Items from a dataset

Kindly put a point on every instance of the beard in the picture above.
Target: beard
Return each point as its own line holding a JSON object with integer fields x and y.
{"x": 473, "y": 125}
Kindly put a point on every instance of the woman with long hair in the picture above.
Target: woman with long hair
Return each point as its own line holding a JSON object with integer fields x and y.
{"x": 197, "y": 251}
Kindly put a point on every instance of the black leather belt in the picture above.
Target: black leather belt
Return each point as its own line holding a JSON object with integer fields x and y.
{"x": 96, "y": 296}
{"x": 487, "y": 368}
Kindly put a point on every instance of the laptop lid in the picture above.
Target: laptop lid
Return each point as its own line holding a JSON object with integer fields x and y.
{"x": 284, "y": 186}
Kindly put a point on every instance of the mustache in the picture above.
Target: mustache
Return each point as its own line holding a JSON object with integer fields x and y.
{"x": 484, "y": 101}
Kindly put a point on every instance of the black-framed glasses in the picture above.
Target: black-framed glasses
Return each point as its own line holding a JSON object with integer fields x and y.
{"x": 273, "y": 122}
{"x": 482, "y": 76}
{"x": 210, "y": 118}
...
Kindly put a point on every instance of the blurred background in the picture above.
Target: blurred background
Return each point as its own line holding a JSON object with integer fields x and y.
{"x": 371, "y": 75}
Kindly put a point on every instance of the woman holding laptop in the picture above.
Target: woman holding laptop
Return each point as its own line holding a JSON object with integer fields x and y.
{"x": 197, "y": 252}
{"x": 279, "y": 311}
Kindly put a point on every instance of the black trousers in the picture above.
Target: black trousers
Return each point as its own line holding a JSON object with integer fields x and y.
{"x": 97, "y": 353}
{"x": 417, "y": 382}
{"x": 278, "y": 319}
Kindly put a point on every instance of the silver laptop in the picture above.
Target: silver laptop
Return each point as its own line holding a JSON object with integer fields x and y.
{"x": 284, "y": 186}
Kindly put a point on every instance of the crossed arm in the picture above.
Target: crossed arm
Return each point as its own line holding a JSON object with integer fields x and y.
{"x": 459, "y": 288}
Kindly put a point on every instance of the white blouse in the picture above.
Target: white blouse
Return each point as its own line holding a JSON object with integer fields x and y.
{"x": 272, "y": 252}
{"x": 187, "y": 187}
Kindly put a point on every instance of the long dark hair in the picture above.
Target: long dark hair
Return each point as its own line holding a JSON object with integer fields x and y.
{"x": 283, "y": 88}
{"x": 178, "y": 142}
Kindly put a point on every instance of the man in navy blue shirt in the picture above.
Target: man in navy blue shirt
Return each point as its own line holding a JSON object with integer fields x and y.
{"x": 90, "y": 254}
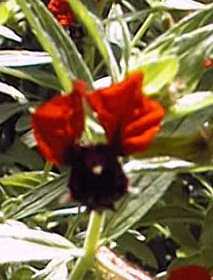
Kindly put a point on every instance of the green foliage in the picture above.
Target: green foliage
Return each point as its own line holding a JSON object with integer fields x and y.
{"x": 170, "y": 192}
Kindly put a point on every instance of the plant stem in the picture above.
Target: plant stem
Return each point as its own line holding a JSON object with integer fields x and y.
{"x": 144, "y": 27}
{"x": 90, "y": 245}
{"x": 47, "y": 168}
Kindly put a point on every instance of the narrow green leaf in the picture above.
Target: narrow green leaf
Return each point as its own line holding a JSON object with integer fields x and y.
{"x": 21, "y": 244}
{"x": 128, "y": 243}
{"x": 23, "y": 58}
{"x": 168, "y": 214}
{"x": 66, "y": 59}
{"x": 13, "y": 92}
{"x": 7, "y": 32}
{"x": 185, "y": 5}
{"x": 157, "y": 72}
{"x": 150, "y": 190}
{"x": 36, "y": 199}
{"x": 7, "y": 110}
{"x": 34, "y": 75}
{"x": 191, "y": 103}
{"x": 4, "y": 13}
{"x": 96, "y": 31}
--
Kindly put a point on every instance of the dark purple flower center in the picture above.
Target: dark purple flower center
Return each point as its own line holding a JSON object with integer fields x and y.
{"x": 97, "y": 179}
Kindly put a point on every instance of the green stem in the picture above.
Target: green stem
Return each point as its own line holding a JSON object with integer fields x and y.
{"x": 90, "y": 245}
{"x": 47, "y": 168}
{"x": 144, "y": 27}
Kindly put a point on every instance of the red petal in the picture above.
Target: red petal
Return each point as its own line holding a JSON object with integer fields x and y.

WHAT TO WORK ON: From the line holding "Kindly put a point on every instance of the woman with" to the line holding "Target: mustache", inclusive, restate each line above exactly as written.

TASK ANSWER:
Kindly put a point on every instance of the woman with long hair in the picture above.
Target: woman with long hair
Return each point as its own line holding a JSON object with integer fields x and y.
{"x": 197, "y": 251}
Kindly put a point on every instance of the black leather belt in the picture above.
Target: black leather belt
Return each point as its own line holding a JSON object with integer fields x and y.
{"x": 96, "y": 296}
{"x": 487, "y": 368}
Kindly put a point on every instance of the laptop lid in the picture above.
Target: laptop lid
Return each point as its own line holding a JSON object with integer fields x and y.
{"x": 284, "y": 186}
Kindly put a point on every instance of the mustache in the picture above.
Target: mustache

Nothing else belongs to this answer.